+++ Passage to read

Main features of the 2012-22 long-term plans

Local authorities have a wide range of circumstances and requirements, and each local situation has its own demands.

The primary purpose of an LTP is to outline the financial and non-financial circumstances faced by the local authority and the local authority's proposed response to those circumstances. An LTP provides a basis for consultation and decision-making, and also helps the community to hold the local authority to account.

The new requirement to publish financial strategies was helpful

Helping generate the "right debate" (see paragraph 1.27) was the new requirement to include a financial strategy in the 2012-22 LTPs. We consider that this requirement improved the way local authorities presented the financial issues in their LTPs. This helped communities to assess the implications of proposed financial decisions during the consultation process.

The main themes evident in the financial strategies were:

  • reducing or deferring expenditure;
  • an increased use of district-wide funding to spread the costs of infrastructure upgrades for small communities;
  • the need for a number of large infrastructure projects to meet legislative requirements;
  • a focus on stabilising or reducing overall debt; and
  • delaying capital projects because of lower or uncertain growth.

++++++
+++ Material supplied

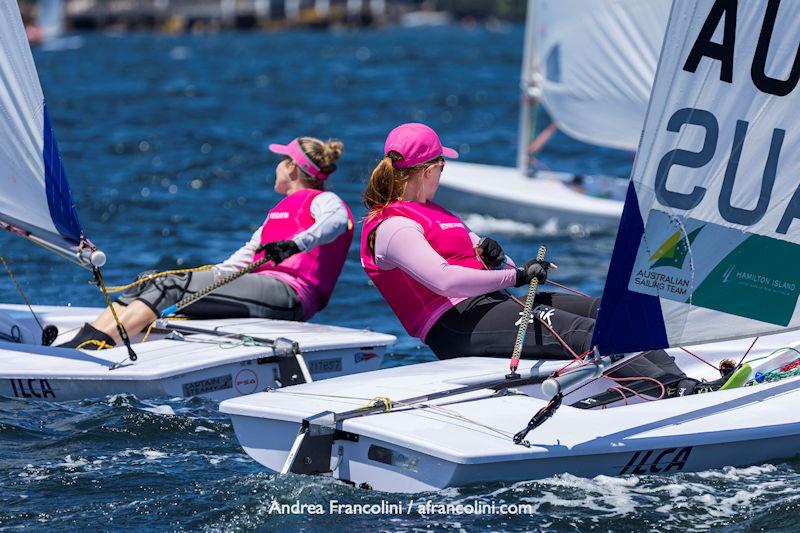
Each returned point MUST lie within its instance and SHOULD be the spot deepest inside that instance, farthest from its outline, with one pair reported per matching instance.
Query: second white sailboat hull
(200, 364)
(459, 443)
(593, 202)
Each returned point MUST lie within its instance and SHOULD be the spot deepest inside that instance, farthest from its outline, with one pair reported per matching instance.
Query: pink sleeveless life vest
(411, 301)
(318, 268)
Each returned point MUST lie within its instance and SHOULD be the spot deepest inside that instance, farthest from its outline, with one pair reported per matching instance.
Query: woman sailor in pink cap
(445, 283)
(309, 232)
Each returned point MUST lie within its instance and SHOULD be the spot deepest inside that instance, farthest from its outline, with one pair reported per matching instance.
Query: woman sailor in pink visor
(309, 232)
(445, 283)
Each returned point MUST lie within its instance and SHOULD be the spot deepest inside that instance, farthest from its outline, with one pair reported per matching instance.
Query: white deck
(466, 439)
(328, 350)
(504, 192)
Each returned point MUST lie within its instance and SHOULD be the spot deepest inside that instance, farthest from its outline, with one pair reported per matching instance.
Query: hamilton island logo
(674, 250)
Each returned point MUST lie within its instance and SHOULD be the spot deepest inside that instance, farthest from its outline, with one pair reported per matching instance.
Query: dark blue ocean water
(164, 139)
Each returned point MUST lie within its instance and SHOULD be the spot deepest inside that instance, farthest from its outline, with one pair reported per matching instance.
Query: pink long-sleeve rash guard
(400, 243)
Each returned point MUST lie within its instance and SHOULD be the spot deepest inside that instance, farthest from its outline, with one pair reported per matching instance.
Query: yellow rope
(379, 400)
(120, 288)
(101, 345)
(149, 329)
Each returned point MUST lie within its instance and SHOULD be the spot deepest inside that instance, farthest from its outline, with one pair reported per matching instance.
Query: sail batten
(35, 198)
(593, 64)
(710, 230)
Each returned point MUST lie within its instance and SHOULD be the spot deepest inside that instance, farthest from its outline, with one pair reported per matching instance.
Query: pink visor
(297, 154)
(417, 143)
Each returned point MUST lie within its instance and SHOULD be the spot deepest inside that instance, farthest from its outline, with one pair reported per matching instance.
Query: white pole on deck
(528, 87)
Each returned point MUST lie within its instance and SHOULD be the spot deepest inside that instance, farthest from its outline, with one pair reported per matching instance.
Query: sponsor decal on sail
(718, 267)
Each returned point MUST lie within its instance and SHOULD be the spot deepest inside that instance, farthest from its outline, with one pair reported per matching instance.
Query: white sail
(50, 18)
(34, 193)
(593, 65)
(709, 243)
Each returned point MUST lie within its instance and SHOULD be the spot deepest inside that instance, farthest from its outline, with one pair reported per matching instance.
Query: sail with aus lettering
(35, 199)
(709, 241)
(35, 202)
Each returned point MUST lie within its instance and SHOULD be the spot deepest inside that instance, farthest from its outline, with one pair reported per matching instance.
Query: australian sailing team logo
(667, 272)
(717, 267)
(674, 250)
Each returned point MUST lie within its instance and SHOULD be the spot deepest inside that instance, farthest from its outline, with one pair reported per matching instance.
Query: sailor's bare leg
(105, 321)
(135, 317)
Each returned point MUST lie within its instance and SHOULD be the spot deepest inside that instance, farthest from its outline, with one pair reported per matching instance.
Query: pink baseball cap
(297, 154)
(417, 143)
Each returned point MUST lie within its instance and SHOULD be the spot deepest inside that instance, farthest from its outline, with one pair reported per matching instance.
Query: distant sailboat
(590, 64)
(707, 250)
(35, 203)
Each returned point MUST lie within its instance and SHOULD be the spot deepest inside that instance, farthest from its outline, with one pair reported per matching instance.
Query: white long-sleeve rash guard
(330, 221)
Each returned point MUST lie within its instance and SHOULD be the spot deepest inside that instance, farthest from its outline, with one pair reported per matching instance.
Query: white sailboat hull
(200, 365)
(454, 443)
(593, 202)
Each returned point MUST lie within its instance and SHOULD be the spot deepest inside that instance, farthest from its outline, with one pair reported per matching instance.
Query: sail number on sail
(723, 15)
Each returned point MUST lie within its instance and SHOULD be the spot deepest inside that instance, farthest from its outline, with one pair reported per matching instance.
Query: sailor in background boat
(309, 231)
(445, 283)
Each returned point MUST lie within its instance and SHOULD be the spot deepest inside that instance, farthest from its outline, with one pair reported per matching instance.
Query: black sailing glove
(532, 269)
(279, 250)
(491, 253)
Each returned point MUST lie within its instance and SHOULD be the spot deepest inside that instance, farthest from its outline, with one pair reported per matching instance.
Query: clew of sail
(35, 200)
(709, 241)
(591, 63)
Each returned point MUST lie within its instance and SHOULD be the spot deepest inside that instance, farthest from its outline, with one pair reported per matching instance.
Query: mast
(528, 86)
(35, 200)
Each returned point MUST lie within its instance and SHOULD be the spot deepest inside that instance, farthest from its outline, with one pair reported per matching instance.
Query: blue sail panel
(628, 321)
(59, 198)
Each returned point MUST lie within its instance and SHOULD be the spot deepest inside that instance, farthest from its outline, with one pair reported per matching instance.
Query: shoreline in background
(178, 16)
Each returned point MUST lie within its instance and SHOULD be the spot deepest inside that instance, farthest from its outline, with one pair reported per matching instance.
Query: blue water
(164, 139)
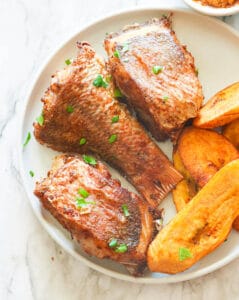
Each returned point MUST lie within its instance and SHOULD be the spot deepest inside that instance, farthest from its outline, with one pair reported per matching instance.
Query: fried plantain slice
(187, 188)
(204, 152)
(221, 109)
(200, 227)
(231, 132)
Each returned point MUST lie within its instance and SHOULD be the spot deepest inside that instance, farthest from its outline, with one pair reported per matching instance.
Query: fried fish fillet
(81, 115)
(106, 219)
(157, 75)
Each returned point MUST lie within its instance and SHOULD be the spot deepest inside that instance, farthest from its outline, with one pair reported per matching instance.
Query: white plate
(215, 47)
(213, 11)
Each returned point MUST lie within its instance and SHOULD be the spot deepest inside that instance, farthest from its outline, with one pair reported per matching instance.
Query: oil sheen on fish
(107, 220)
(157, 75)
(81, 115)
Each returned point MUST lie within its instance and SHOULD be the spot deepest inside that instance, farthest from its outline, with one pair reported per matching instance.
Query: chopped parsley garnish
(122, 248)
(116, 54)
(108, 78)
(157, 69)
(69, 109)
(112, 138)
(113, 243)
(125, 210)
(99, 82)
(118, 248)
(40, 119)
(117, 93)
(82, 141)
(83, 193)
(89, 160)
(68, 62)
(80, 202)
(125, 47)
(31, 173)
(27, 139)
(115, 119)
(184, 253)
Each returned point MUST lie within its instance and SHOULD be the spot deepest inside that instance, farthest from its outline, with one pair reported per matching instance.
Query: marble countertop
(32, 265)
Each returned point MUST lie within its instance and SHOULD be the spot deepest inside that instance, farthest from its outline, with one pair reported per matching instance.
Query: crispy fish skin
(133, 153)
(200, 227)
(96, 224)
(163, 101)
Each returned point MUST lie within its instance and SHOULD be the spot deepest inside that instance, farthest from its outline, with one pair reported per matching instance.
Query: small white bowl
(213, 11)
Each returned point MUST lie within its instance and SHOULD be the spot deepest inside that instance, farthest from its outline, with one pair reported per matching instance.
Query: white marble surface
(32, 266)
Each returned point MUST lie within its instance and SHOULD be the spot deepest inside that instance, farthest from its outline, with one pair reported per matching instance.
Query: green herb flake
(69, 109)
(31, 173)
(113, 243)
(116, 54)
(117, 93)
(83, 193)
(184, 253)
(125, 47)
(40, 120)
(157, 69)
(80, 202)
(115, 119)
(82, 141)
(89, 160)
(99, 82)
(27, 139)
(122, 248)
(125, 210)
(112, 138)
(68, 62)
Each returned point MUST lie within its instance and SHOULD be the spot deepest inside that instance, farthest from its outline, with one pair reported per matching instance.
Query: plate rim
(213, 11)
(22, 113)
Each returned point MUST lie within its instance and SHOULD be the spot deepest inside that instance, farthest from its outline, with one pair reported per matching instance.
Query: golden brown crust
(95, 225)
(164, 101)
(134, 154)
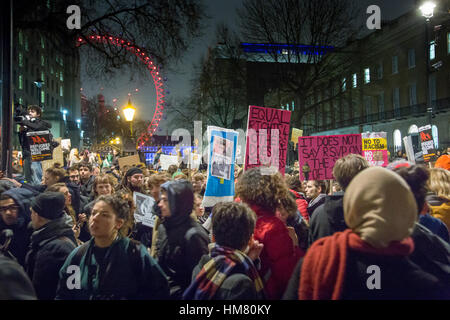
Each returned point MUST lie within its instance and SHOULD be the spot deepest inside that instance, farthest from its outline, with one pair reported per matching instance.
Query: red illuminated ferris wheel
(152, 68)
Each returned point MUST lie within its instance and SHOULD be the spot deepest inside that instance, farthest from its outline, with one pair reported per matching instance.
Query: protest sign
(40, 145)
(221, 162)
(296, 133)
(374, 146)
(166, 161)
(318, 154)
(267, 137)
(58, 157)
(427, 143)
(143, 212)
(129, 161)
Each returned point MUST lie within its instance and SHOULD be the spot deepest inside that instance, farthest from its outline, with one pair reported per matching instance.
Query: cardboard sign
(267, 137)
(221, 164)
(296, 133)
(129, 161)
(374, 146)
(318, 154)
(427, 143)
(40, 145)
(143, 212)
(166, 161)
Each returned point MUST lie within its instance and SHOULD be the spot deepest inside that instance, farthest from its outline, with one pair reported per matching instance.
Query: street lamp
(129, 111)
(427, 10)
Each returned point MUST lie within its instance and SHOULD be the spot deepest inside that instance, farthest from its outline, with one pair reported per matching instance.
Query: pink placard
(261, 122)
(320, 153)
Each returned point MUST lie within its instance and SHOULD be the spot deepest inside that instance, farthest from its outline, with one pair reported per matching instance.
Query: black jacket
(400, 278)
(328, 218)
(50, 246)
(237, 286)
(22, 230)
(36, 125)
(14, 282)
(181, 240)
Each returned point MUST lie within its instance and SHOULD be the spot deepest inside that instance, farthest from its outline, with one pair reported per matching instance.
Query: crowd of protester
(74, 236)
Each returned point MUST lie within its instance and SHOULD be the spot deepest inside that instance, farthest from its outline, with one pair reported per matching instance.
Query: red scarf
(323, 268)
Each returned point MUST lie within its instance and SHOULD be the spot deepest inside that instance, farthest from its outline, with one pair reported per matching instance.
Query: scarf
(216, 270)
(323, 268)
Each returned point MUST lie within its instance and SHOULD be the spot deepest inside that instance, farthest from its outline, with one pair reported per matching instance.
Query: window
(397, 140)
(396, 101)
(366, 75)
(412, 94)
(432, 50)
(394, 64)
(411, 58)
(380, 70)
(413, 129)
(434, 132)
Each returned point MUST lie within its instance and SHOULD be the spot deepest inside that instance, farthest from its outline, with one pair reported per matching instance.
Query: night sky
(178, 83)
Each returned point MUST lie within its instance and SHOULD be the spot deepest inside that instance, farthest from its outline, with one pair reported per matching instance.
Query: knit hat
(133, 171)
(443, 162)
(49, 205)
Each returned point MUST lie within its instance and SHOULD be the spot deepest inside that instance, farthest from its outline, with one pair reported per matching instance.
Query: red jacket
(279, 256)
(302, 205)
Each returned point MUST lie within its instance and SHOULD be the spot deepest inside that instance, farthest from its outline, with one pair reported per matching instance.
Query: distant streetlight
(129, 111)
(427, 10)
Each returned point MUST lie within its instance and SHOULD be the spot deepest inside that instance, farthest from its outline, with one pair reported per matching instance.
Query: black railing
(416, 110)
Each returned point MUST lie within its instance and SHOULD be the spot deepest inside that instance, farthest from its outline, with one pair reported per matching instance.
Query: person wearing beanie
(370, 260)
(51, 243)
(181, 240)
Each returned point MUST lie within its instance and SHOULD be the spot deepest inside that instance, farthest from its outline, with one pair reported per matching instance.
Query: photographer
(30, 121)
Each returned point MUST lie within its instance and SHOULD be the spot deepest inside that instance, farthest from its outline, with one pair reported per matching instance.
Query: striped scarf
(216, 270)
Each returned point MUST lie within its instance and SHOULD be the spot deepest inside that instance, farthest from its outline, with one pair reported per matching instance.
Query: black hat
(49, 205)
(132, 171)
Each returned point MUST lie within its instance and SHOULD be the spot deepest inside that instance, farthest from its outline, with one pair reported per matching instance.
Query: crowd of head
(281, 238)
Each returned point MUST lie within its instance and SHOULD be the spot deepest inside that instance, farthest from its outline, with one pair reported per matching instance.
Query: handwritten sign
(427, 143)
(317, 155)
(374, 146)
(267, 137)
(40, 145)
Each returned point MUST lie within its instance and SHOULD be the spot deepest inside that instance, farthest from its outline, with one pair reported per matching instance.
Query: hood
(181, 200)
(23, 198)
(380, 207)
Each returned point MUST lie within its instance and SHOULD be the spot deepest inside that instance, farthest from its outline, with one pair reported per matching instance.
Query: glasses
(12, 208)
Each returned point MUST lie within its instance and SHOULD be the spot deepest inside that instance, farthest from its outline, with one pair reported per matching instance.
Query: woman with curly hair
(263, 193)
(111, 266)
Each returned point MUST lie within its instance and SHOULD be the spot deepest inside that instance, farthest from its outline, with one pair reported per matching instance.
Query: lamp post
(427, 10)
(129, 111)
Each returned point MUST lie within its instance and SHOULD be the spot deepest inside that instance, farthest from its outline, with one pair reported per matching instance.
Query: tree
(218, 95)
(163, 28)
(307, 27)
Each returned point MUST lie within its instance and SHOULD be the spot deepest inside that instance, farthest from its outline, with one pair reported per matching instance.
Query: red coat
(279, 256)
(302, 204)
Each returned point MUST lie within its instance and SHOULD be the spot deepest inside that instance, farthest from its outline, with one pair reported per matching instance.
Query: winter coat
(237, 286)
(328, 218)
(50, 246)
(127, 273)
(181, 240)
(400, 279)
(315, 203)
(14, 282)
(440, 208)
(302, 204)
(22, 230)
(279, 256)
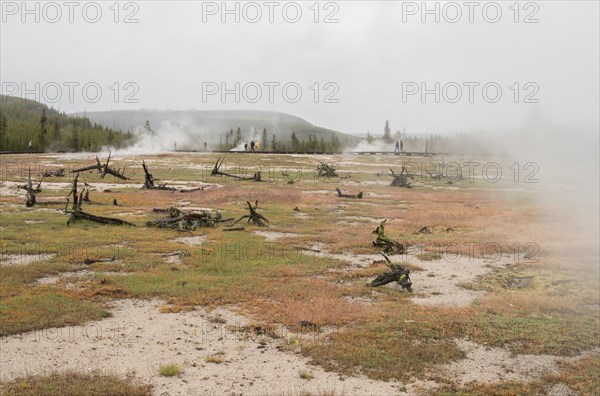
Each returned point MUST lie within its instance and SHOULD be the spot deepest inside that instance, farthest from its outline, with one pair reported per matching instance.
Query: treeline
(25, 121)
(270, 142)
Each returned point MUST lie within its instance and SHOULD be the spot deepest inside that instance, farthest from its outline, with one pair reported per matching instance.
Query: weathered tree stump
(398, 274)
(149, 181)
(401, 179)
(326, 170)
(254, 216)
(216, 171)
(77, 214)
(31, 198)
(103, 169)
(389, 246)
(186, 221)
(351, 196)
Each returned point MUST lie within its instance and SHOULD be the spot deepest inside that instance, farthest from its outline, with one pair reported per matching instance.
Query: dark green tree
(43, 133)
(264, 139)
(387, 133)
(238, 136)
(295, 142)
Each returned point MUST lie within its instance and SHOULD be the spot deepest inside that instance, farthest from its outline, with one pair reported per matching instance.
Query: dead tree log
(60, 172)
(326, 170)
(100, 260)
(389, 246)
(352, 196)
(31, 198)
(77, 214)
(398, 274)
(149, 181)
(187, 221)
(103, 169)
(234, 229)
(216, 171)
(254, 216)
(401, 179)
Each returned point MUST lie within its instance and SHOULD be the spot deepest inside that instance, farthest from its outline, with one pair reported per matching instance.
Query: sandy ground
(24, 259)
(138, 339)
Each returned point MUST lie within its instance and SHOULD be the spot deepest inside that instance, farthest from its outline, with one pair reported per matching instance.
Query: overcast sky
(372, 55)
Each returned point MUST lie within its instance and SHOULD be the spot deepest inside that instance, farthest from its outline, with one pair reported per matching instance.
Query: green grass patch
(74, 384)
(169, 370)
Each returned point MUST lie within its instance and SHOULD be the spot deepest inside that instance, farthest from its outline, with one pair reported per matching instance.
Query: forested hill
(24, 120)
(214, 124)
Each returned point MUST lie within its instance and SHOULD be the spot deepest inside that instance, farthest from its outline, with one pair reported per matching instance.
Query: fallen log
(389, 246)
(326, 170)
(77, 214)
(60, 172)
(187, 221)
(103, 169)
(397, 274)
(234, 229)
(149, 181)
(401, 179)
(81, 215)
(100, 260)
(351, 196)
(254, 216)
(31, 197)
(216, 171)
(192, 190)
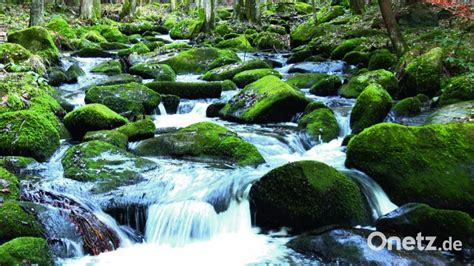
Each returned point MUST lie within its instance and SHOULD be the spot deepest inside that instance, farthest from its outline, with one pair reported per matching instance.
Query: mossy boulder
(327, 86)
(92, 117)
(26, 250)
(121, 98)
(372, 106)
(266, 100)
(29, 133)
(358, 83)
(199, 60)
(203, 140)
(139, 130)
(104, 163)
(16, 222)
(427, 164)
(188, 90)
(246, 77)
(158, 72)
(113, 137)
(306, 195)
(458, 89)
(410, 106)
(38, 40)
(110, 67)
(382, 59)
(422, 74)
(229, 71)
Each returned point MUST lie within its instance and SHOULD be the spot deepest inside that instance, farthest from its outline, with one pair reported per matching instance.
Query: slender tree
(392, 27)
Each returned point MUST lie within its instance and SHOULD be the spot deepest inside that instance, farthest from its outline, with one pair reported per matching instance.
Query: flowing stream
(187, 212)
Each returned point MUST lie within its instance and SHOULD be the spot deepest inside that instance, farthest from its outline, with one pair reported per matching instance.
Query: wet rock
(305, 195)
(427, 164)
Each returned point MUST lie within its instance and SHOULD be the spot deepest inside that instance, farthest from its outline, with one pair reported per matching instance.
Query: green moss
(427, 164)
(141, 129)
(249, 76)
(306, 195)
(15, 222)
(198, 60)
(38, 40)
(26, 250)
(268, 99)
(158, 72)
(410, 106)
(320, 124)
(203, 140)
(133, 97)
(111, 67)
(92, 117)
(229, 71)
(372, 106)
(358, 83)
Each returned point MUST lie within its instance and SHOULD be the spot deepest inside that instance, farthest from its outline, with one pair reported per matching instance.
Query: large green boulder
(203, 140)
(104, 163)
(372, 106)
(121, 98)
(198, 60)
(423, 74)
(16, 222)
(266, 100)
(427, 164)
(306, 195)
(358, 83)
(26, 251)
(229, 71)
(92, 117)
(31, 133)
(38, 40)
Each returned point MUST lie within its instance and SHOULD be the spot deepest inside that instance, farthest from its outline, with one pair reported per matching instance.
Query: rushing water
(196, 212)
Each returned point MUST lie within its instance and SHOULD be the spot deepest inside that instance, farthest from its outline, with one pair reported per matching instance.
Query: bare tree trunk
(392, 27)
(36, 12)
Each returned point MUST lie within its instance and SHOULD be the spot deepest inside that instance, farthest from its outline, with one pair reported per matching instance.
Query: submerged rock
(202, 140)
(426, 164)
(306, 195)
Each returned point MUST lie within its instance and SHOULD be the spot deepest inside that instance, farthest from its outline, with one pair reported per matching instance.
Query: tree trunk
(392, 27)
(36, 12)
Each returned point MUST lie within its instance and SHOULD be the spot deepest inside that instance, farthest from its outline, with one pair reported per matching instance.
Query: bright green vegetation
(202, 140)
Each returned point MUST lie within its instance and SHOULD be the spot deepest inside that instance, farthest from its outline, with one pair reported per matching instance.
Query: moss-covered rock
(422, 74)
(246, 77)
(202, 140)
(38, 40)
(372, 106)
(188, 90)
(16, 222)
(320, 124)
(426, 164)
(410, 106)
(327, 86)
(141, 129)
(113, 137)
(229, 71)
(198, 60)
(458, 89)
(31, 133)
(266, 100)
(382, 59)
(92, 117)
(158, 72)
(358, 83)
(306, 195)
(26, 250)
(110, 67)
(121, 98)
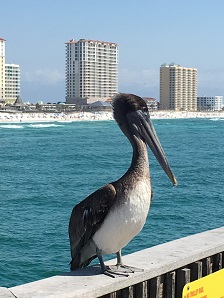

++++++

__Stated goal 1__.
From the passage on long-term plans, write out the part that begins at the words "The primary purpose" and stops after "the consultation process.".
__Stated goal 2__.
For each statement below, say yes or no depending on whether it agrees with the passage on long-term plans, and quote the words of the passage that decide it.
(a) The 2012-22 long-term plans had a new requirement to include a financial strategy.
(b) The financial strategies showed a focus on increasing overall debt.
(c) Capital projects were delayed because of higher growth.

__Reply 1__.
The primary purpose of an LTP is to outline the financial and non-financial circumstances faced by the local authority and the local authority's proposed response to those circumstances. An LTP provides a basis for consultation and decision-making, and also helps the community to hold the local authority to account.

The new requirement to publish financial strategies was helpful

Helping generate the "right debate" (see paragraph 1.27) was the new requirement to include a financial strategy in the 2012-22 LTPs. We consider that this requirement improved the way local authorities presented the financial issues in their LTPs. This helped communities to assess the implications of proposed financial decisions during the consultation process.

__Reply 2__.
(a) Yes: "the new requirement to include a financial strategy in the 2012-22 LTPs"
(b) No: "a focus on stabilising or reducing overall debt"
(c) No: "delaying capital projects because of lower or uncertain growth"